ESTRATTO DEL DOCUMENTO:
◆ ◆ ◆

Mezzala sinistra dotato di buon fisico, grande classe e visione di gioco, emerse dalle categorie inferiori con il passaggio all'Atalanta, società con cui esordì in Serie A nel primo campionato del dopoguerra. Le sue doti erano indubbie ma venne limitato da un carattere difficile e con poco spirito pratico, un po' utopista, che lo portò anche a saltare delle sessioni di allenamento[3]; tuttavia già al primo anno riesce a farsi notare, segnando 3 reti tra cui una doppietta nella vittoria casalinga contro la Triestina per 2-1 del 17 febbraio 1946[4]. Dopo un biennio con i bergamaschi passò alla Lucchese e poi all'Inter, entrambe nel massimo campionato, senza raccogliere le soddisfazioni che le sue capacità avrebbero meritato.
Venne quindi acquistato dal Brescia, in serie B, dove disputò un buon campionato al termine del quale passò al Napoli, in serie A.
Napoli
La prima stagione con i partenopei fu caratterizzata da 10 gol, tra cui un gol nella sconfitta in trasferta dell'8 ottobre 1950 contro l'Inter per 4-3 ed una doppietta nella vittoria casalinga del 26 novembre 1950 contro la Sampdoria per 4-0[5]; Bacchetti diventò un beniamino del pubblico per il suo gioco creativo e funambolico. Nella stagione successiva, anche a causa del cambio di presidenza del Napoli[6], non trovò la stessa atmosfera "magica" realizzando soltanto quattro apparizioni con la maglia azzurra senza segnare reti[7].
Udinese ed ultimi anni
Venne quindi ceduto all'Udinese[8] dove si rilanciò disputando un buon campionato nella massima serie, segnando una doppietta il 1º febbraio 1953 nella vittoria in trasferta contro il Torino per 3-0[9], squadra che l'avrebbe acquistato l'anno successivo.

◆ ◆ ◆

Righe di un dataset
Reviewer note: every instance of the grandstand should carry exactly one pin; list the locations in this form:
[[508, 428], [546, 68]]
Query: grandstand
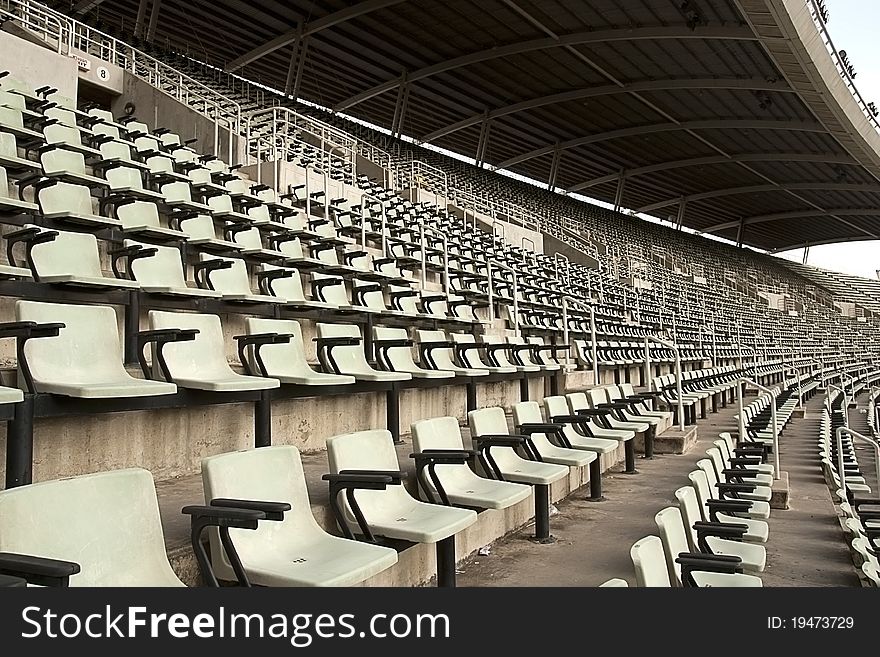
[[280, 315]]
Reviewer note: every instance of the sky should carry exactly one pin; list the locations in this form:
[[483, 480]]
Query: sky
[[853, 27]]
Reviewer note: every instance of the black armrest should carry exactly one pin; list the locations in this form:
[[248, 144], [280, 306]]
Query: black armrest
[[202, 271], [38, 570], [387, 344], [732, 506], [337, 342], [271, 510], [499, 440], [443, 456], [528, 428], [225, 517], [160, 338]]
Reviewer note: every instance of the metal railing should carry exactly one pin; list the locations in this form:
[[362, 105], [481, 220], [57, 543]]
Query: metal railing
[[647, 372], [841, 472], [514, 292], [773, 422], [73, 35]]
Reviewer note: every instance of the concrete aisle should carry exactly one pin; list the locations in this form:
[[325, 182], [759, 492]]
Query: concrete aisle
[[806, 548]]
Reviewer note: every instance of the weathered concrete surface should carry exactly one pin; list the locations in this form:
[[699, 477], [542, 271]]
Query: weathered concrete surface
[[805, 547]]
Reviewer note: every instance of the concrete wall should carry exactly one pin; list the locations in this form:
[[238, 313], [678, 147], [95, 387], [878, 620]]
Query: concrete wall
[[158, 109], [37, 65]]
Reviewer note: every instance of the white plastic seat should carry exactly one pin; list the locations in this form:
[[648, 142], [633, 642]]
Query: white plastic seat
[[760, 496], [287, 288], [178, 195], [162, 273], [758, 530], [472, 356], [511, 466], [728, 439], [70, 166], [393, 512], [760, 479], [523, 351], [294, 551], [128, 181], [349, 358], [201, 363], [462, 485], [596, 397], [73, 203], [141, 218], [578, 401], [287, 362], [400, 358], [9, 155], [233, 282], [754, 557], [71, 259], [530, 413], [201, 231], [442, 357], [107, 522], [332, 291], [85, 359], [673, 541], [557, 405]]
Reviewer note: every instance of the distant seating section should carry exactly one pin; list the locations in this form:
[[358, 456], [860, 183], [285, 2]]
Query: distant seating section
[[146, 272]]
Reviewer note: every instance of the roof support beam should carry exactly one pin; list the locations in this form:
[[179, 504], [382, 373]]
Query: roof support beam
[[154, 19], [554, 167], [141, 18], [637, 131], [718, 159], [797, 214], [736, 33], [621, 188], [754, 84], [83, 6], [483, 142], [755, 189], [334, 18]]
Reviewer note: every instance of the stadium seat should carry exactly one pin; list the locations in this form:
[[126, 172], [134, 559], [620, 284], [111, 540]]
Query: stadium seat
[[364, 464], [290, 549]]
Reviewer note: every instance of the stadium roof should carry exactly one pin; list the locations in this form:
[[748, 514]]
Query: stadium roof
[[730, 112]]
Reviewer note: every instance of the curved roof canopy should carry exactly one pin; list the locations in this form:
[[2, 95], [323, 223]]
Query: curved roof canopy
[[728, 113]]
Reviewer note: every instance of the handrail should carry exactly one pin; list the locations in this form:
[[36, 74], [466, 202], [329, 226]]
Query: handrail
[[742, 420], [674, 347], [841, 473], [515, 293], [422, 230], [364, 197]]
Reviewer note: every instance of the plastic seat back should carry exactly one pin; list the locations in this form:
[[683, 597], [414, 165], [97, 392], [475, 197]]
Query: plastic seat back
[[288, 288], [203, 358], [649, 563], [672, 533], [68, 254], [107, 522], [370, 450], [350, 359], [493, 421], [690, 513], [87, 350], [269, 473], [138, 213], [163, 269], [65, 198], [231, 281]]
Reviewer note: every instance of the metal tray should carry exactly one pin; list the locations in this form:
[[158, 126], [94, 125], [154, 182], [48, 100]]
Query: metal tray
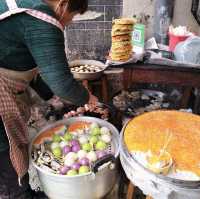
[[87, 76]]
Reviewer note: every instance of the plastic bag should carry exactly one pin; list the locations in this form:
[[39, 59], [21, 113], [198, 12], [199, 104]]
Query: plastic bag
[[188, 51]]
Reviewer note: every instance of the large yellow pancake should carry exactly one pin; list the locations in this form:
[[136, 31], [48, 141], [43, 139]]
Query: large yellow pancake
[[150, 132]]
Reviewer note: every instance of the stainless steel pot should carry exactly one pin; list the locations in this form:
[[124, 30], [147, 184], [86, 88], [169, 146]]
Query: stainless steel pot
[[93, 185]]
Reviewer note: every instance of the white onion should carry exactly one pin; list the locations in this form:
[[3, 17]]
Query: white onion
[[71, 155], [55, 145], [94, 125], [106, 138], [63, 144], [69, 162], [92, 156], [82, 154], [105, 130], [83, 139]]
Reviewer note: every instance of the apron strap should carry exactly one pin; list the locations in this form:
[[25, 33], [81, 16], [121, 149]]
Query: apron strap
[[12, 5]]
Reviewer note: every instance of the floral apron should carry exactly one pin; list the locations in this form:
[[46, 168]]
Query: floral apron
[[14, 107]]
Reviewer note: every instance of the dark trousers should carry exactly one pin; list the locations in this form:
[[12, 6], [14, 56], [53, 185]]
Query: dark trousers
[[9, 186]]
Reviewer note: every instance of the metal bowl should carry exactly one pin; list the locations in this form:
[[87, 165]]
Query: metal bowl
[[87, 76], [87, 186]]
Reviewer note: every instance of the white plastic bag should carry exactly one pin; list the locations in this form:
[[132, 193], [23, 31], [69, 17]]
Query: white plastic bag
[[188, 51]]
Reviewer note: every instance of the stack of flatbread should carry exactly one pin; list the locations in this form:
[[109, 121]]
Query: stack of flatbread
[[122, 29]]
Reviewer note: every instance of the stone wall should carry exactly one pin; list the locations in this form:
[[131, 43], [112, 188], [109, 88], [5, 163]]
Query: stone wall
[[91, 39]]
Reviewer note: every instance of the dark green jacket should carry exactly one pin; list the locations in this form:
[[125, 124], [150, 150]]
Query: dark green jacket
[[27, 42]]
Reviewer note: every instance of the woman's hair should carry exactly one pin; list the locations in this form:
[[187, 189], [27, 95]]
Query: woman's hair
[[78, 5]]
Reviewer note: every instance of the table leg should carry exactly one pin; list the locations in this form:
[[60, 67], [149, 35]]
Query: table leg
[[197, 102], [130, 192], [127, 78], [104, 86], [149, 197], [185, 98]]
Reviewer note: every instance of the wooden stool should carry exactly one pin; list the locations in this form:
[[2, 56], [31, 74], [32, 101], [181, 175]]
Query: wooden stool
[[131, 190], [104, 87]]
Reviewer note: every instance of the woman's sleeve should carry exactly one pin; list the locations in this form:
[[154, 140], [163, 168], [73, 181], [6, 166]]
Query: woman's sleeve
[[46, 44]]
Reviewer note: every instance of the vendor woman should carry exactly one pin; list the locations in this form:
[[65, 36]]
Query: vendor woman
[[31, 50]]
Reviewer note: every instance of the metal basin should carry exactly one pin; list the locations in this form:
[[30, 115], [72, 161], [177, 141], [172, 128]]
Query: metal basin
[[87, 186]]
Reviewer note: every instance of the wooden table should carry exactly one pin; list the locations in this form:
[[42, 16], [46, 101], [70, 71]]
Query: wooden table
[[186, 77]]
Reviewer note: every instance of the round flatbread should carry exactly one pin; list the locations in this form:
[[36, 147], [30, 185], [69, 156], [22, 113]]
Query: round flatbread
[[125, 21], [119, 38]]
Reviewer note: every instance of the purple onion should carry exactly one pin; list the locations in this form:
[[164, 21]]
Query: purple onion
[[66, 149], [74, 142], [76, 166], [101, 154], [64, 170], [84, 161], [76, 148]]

◆ ◆ ◆

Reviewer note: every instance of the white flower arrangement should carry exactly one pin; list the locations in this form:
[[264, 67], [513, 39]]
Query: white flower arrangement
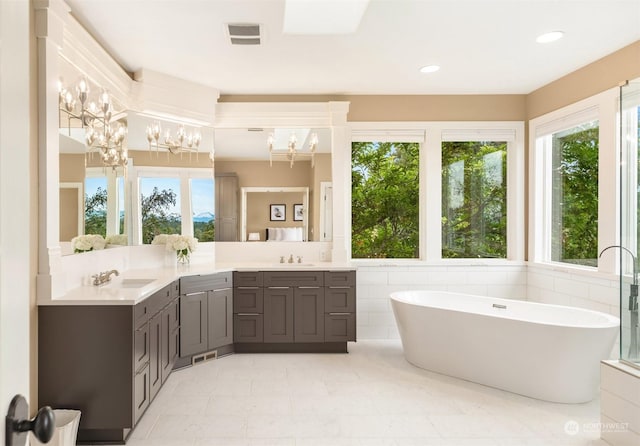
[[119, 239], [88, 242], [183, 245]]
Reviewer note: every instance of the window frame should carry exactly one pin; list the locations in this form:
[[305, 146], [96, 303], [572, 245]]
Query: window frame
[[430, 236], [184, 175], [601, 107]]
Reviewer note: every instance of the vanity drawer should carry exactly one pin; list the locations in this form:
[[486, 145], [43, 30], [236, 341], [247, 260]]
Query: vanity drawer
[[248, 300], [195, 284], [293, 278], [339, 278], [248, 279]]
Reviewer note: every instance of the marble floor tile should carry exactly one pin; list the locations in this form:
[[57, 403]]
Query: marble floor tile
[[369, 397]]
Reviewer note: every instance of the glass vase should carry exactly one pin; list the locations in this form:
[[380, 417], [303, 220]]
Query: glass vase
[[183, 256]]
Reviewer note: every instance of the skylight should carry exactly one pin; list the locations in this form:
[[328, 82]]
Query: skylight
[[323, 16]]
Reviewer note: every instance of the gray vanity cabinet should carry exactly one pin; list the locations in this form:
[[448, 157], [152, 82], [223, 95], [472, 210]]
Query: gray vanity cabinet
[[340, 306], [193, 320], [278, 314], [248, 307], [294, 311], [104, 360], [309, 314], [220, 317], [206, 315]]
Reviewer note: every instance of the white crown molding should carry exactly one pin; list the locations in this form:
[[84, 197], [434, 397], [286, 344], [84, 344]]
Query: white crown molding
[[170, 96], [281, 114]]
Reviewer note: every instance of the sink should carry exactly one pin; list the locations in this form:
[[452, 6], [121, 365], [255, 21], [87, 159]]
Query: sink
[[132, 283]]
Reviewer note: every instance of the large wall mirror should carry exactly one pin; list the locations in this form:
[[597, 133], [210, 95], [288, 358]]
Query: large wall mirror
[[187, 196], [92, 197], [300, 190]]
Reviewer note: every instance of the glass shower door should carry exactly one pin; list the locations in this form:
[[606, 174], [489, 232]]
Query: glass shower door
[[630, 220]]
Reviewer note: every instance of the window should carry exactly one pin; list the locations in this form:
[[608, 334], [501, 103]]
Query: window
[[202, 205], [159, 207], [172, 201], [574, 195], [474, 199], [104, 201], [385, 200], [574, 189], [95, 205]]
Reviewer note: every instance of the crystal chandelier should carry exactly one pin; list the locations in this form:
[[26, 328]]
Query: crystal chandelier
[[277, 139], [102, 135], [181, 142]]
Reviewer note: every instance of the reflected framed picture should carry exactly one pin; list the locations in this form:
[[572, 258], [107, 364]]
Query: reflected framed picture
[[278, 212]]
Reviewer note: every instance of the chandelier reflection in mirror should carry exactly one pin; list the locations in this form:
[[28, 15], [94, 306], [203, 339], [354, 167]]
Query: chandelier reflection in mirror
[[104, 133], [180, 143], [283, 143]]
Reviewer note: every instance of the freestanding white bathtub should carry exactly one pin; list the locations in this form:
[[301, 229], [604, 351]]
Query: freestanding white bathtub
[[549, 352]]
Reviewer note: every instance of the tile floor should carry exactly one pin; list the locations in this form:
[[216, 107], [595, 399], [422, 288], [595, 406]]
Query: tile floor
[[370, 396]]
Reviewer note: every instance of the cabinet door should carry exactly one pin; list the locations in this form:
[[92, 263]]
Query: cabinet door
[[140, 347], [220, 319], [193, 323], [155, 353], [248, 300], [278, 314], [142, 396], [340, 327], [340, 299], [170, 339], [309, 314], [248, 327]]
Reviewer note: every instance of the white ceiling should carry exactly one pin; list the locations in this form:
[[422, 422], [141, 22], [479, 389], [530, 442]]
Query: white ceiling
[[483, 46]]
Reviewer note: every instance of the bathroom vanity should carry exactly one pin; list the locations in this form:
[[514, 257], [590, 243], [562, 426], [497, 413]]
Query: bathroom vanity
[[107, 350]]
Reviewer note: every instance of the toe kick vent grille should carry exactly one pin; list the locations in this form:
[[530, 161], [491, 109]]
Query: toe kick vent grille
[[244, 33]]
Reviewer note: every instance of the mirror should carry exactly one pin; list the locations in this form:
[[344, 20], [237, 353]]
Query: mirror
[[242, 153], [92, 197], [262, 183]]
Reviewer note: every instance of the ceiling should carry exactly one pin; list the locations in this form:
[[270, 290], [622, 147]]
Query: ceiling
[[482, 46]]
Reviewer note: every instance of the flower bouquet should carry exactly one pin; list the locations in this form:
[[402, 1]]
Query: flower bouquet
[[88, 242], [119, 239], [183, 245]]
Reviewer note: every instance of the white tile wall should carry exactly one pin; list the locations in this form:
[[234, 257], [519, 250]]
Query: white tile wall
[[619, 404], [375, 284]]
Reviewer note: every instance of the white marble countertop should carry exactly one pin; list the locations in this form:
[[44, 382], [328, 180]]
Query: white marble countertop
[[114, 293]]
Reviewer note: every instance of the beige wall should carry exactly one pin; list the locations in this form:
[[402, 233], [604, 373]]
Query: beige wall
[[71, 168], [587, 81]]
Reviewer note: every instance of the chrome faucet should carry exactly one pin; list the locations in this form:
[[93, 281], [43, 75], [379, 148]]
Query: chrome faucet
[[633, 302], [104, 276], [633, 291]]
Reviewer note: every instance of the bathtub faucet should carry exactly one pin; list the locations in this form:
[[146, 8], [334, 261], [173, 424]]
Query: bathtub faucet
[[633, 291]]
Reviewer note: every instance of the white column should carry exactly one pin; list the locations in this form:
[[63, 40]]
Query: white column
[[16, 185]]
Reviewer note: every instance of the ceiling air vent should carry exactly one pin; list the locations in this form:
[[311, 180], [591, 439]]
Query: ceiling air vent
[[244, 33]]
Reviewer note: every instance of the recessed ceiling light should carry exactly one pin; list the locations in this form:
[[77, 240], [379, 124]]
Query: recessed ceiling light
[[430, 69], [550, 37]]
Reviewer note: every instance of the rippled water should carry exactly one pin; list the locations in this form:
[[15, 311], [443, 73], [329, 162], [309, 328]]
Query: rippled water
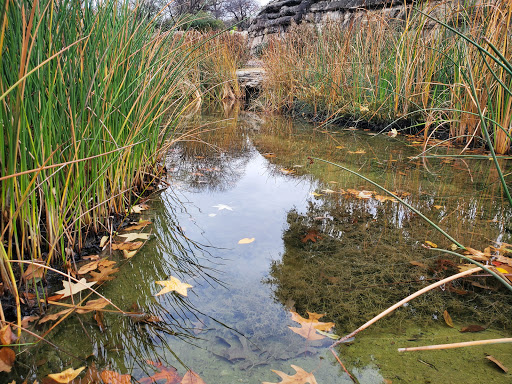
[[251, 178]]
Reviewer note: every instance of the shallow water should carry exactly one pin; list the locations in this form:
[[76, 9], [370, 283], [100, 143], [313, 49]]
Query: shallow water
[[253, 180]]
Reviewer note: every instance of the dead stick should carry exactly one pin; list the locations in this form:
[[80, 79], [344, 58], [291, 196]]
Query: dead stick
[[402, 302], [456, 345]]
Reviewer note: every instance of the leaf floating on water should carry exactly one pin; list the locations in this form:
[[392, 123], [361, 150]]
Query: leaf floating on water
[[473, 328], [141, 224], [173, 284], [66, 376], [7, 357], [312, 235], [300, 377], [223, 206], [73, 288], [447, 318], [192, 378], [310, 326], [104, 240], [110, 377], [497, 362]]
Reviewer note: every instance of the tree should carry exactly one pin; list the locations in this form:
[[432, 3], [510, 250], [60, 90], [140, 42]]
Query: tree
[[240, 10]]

◆ ◆ ◆

OBIETTIVI:
**a)** Nel testo sulla carriera di Bacchetti, contro quale squadra segnò una doppietta il 1º febbraio 1953?
**b)** Ricopia dal testo sulla carriera di Bacchetti il passo che va da "Mezzala sinistra dotato" a "in serie A.".

SOLUZIONI:
**a)** Contro il Torino, nella vittoria in trasferta per 3-0.

**b)**
Mezzala sinistra dotato di buon fisico, grande classe e visione di gioco, emerse dalle categorie inferiori con il passaggio all'Atalanta, società con cui esordì in Serie A nel primo campionato del dopoguerra. Le sue doti erano indubbie ma venne limitato da un carattere difficile e con poco spirito pratico, un po' utopista, che lo portò anche a saltare delle sessioni di allenamento[3]; tuttavia già al primo anno riesce a farsi notare, segnando 3 reti tra cui una doppietta nella vittoria casalinga contro la Triestina per 2-1 del 17 febbraio 1946[4]. Dopo un biennio con i bergamaschi passò alla Lucchese e poi all'Inter, entrambe nel massimo campionato, senza raccogliere le soddisfazioni che le sue capacità avrebbero meritato.
Venne quindi acquistato dal Brescia, in serie B, dove disputò un buon campionato al termine del quale passò al Napoli, in serie A.